| Goal |
Rewrite the entries starting at the line containing "Target: woman with blonde hair" and ending at the line containing "399], [374, 400]]", putting "outline" wherever "mask" appears and leaving all else unchanged. Omit the pictures from your answer.

| Input |
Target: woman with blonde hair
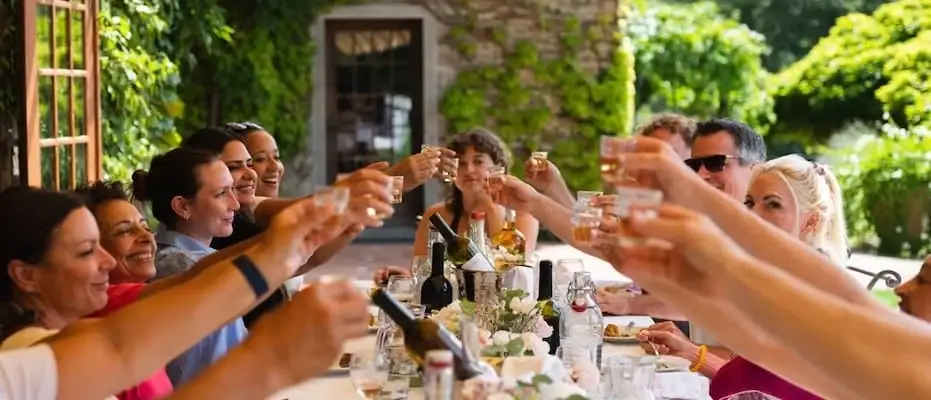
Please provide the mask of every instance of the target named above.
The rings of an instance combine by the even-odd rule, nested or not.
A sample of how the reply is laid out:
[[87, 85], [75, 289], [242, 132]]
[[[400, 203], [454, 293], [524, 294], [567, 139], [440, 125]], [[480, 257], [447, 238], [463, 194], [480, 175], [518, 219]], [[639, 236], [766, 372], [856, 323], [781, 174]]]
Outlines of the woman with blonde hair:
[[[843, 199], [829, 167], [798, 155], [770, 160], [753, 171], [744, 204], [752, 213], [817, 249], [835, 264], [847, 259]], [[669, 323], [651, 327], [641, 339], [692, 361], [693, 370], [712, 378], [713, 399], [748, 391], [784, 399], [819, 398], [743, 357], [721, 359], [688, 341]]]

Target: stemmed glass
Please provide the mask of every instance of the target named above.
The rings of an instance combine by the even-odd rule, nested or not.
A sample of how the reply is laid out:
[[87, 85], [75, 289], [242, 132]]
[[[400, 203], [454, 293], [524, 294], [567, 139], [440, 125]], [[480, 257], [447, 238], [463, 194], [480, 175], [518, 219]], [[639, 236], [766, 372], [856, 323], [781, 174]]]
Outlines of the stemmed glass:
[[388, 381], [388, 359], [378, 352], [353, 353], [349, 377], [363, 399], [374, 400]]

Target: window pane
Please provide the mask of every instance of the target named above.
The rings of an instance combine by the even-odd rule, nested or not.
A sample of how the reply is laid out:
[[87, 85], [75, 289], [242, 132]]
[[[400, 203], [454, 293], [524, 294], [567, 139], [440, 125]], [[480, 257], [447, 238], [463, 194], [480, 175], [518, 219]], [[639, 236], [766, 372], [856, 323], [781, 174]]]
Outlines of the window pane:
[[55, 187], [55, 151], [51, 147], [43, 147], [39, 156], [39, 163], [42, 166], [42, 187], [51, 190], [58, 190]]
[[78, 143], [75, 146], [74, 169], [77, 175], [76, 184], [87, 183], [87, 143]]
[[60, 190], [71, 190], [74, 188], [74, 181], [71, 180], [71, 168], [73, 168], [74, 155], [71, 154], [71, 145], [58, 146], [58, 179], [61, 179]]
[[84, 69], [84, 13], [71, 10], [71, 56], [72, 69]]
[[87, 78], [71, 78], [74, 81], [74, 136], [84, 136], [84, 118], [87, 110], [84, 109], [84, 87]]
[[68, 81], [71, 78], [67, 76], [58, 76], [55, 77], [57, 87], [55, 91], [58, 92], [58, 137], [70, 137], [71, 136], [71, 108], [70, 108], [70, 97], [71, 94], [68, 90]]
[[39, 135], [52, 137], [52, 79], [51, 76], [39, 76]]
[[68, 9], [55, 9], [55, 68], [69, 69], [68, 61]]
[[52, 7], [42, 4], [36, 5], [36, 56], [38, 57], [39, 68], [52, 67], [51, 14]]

...

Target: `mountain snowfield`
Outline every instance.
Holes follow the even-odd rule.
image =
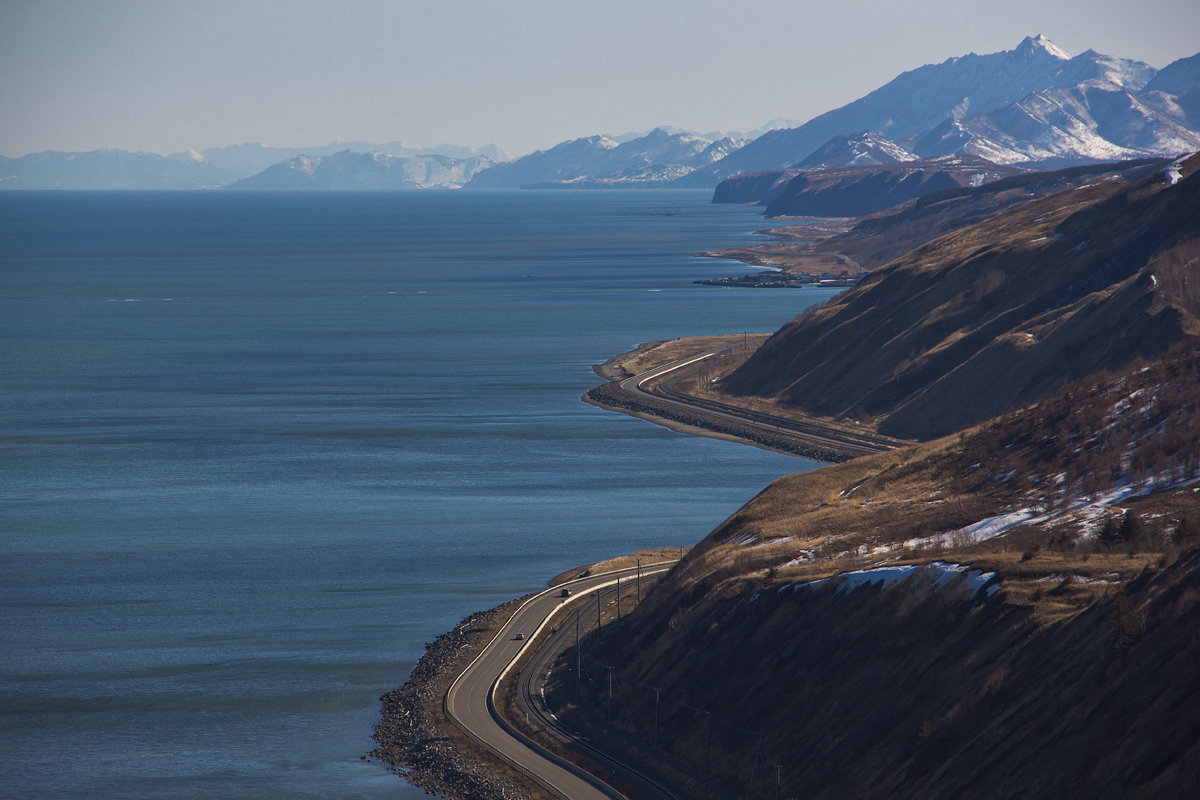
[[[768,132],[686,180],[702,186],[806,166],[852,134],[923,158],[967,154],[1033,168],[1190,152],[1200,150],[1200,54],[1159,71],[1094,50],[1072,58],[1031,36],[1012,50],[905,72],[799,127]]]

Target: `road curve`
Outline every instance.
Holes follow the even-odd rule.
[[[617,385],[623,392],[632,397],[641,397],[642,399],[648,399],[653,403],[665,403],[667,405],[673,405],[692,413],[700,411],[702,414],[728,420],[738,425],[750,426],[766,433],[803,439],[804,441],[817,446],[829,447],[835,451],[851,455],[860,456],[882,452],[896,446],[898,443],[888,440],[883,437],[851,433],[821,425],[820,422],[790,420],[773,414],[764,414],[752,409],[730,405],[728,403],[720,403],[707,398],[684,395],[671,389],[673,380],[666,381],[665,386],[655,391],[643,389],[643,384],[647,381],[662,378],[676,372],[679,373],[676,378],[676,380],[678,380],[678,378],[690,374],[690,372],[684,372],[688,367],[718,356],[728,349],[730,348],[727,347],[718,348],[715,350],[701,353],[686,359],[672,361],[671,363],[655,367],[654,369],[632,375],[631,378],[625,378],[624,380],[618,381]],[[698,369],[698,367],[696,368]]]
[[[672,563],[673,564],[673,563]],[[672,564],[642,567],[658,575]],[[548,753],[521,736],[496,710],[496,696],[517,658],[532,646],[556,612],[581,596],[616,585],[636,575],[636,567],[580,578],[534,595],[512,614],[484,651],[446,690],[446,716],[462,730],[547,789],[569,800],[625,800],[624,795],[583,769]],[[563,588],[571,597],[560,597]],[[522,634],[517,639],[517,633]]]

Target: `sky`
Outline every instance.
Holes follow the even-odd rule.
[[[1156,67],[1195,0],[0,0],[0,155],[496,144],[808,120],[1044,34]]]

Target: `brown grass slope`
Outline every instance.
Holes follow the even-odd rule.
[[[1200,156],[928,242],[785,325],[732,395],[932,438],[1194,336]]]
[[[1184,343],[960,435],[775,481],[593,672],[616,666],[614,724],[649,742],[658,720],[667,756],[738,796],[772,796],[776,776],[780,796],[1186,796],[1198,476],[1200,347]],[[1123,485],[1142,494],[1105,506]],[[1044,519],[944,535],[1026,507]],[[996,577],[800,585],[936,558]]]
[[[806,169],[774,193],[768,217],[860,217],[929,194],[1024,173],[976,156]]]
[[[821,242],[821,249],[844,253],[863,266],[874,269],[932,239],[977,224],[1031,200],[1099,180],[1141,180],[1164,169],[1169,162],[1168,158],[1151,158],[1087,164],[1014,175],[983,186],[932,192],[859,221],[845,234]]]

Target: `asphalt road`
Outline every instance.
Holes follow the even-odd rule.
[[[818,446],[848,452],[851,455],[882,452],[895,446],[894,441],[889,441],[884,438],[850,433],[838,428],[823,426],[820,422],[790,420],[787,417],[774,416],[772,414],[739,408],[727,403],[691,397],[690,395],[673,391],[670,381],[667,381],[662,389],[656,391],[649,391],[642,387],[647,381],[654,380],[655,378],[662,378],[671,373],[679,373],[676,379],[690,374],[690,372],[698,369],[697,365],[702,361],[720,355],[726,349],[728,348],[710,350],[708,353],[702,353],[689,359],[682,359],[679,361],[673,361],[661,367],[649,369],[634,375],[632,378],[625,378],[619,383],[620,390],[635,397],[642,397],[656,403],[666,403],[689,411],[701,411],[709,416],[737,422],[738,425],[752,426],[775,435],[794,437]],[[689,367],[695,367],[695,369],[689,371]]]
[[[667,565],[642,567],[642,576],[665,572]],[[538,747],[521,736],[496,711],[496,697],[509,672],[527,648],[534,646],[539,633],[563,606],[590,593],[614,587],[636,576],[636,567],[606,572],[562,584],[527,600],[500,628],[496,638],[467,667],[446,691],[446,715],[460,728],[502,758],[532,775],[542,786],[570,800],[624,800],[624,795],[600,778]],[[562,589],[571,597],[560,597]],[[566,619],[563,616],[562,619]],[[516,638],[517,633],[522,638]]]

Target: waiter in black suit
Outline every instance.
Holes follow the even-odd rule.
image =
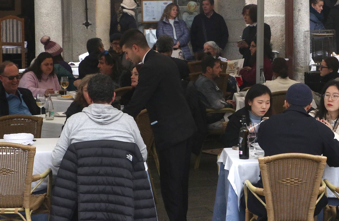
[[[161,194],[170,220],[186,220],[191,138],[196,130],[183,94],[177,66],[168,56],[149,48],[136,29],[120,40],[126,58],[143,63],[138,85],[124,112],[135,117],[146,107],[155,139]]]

| Result of this task |
Target: woman with blonde hair
Please provide the outline of every instance of the target named above.
The rings of an instance combine by the even-odd rule, nested or not.
A sample of how the reply is laid out:
[[87, 85], [75, 289], [242, 132]]
[[[400, 203], [454, 293], [524, 294], [567, 139], [440, 125]], [[480, 257], [447, 238], [463, 194], [480, 175], [518, 219]], [[639, 236], [766, 372], [856, 323], [781, 174]]]
Outlines of the woman with blonde hair:
[[[843, 199], [829, 167], [798, 155], [770, 160], [753, 171], [744, 204], [752, 213], [817, 249], [835, 264], [847, 259]], [[669, 323], [651, 327], [641, 339], [692, 361], [693, 370], [712, 378], [713, 399], [748, 391], [784, 399], [819, 398], [743, 357], [721, 359], [688, 341]]]

Target: stemmed glass
Please provide the outline of every instance of the target named above.
The rings of an instance combine by the even-odd rule, nested or not.
A sample of how the reply is laid out:
[[87, 85], [75, 289], [242, 132]]
[[[400, 203], [454, 293], [524, 294], [567, 139], [440, 125]], [[480, 257], [447, 238], [463, 194], [480, 175], [518, 219]], [[639, 236], [766, 372], [856, 323], [781, 174]]]
Outlines of the stemmed glass:
[[388, 381], [388, 359], [378, 352], [353, 353], [349, 377], [363, 399], [374, 400]]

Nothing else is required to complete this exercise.